→ Dataset records:
□ □ □ □ □
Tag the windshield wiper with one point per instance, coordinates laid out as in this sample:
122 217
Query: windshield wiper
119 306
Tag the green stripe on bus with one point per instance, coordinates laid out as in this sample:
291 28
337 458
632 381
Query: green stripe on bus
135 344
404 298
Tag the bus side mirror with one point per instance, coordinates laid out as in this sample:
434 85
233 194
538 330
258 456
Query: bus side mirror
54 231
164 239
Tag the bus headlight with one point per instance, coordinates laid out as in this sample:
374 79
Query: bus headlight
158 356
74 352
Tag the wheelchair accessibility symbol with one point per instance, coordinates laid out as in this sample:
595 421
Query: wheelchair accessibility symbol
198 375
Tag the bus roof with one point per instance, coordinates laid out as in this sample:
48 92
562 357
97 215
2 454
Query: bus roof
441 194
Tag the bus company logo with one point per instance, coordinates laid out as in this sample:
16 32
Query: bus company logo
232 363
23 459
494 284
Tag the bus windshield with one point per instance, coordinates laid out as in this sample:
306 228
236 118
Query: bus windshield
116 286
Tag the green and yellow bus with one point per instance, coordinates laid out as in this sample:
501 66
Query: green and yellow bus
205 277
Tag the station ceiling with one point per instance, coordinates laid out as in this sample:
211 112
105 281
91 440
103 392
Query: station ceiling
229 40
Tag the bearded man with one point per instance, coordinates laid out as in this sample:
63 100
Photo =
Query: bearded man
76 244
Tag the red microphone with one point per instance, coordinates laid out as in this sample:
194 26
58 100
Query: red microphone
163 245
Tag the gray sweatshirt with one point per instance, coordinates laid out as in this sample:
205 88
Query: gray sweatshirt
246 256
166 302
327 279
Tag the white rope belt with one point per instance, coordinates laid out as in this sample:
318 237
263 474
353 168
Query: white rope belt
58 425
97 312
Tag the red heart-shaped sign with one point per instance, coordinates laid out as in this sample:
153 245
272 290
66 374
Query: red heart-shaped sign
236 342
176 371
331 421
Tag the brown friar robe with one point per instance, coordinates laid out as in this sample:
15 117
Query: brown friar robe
□ □ □ □ □
→ Work required: Please return every line of the material above word for word, with nothing added, dropped, or changed.

→ Solution:
Tag the windshield wiper with one point per instance, coordinates laid out as in this sample:
122 217
Query: windshield wiper
119 306
Tag the green stripe on bus with one point per instance, coordinates laid out as in this sample:
291 28
337 458
632 381
Query: green stripe on bus
135 344
404 298
Tag the bus side mirror with one point per instance, coordinates laid out as in this sample:
434 85
233 194
538 330
258 456
Query: bus side mirror
54 231
164 239
Tag the bus headlight with one point per instance, coordinates laid out as in this sample:
374 79
Query: bus headlight
158 356
74 352
Tag the wheelchair accessibility symbol with one point per instance, coordinates laid out as in this sample:
595 421
Query: wheelchair accessibility symbol
198 375
Tag the bus roof with one point per instance, coordinates laid out as in this sample:
48 92
562 357
97 215
2 454
Query: bus roof
441 194
Tag the bus company logo with one point per instance, coordinates laid out as in this sample:
16 32
Query: bus company logo
232 363
23 459
494 284
Tag the bus windshield with one point per instance, coordinates laid out as in this sample:
306 228
236 118
Query: bus windshield
116 286
Tag the green and yellow bus with one point per instance, coordinates laid out as in this sample:
501 66
Query: green and yellow bus
205 277
Tag the station ceiling with one point per instance, coordinates laid out as in this sample:
211 112
105 281
91 440
103 392
Query: station ceiling
229 40
Tag the bearded man with one point per instance, coordinates laid out as in this sample:
63 100
Photo =
Query: bearded man
76 244
Tag the red microphone with one point per instance, coordinates laid out as in this sample:
194 26
58 100
Query: red microphone
163 245
Tag the gray sweatshirt with one point per instance, coordinates laid out as in this sample:
205 88
Query: gray sweatshirt
246 256
166 302
327 279
Tag the white rope belt with one point per instance, coordinates laid out as in this sample:
318 237
263 474
353 168
Query: white rope belt
58 425
97 312
Tag the red heart-shaped sign with one point per instance, coordinates laid out as in this sample:
153 245
272 290
66 374
Query: red heart-shaped sign
236 342
176 371
331 421
Tag the brown friar robe with one point per instance, coordinates laid out as in this sample:
15 117
Query: brown friar robe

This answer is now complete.